**** SUPPLIED DATA ****

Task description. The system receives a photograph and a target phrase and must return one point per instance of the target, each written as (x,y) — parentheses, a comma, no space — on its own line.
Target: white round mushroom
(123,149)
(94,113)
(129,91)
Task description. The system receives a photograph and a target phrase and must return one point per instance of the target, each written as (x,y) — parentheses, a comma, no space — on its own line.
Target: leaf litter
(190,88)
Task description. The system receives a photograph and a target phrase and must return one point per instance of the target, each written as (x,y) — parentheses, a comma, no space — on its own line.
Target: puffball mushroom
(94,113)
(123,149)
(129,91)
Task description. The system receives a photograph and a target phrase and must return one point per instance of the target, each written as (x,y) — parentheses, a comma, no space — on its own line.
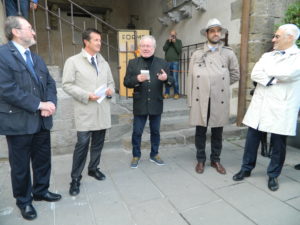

****

* [YOUR OBJECTIVE]: Set down all of the entries precisely and keep the pictures out of the copy.

* [RESULT FOR THIS TASK]:
Task description. The system receives a photograph and a target phrase and must return one point per instance of the target, each written as (x,y) — parentheses, a comma, no space — on its own line.
Target: white round mushroom
(123,149)
(94,113)
(129,91)
Task description. The system receives a photograph and a target phrase and must return one point per instance of the target, each written as (x,y) — parentheses, a comma, no space — on its own line.
Target: leaf litter
(190,88)
Task description. The system receives a photograph and a target phrase and must return one point per instance of the target, each written as (x,y) — parentheses, a comma, no space — on its own line.
Target: puffball mushroom
(94,113)
(123,149)
(129,91)
Task description. The system receives a photograph and a target phrase and must return one point per instance of the target, each written as (x,y) — parentheses, a comma, no space — on its own line.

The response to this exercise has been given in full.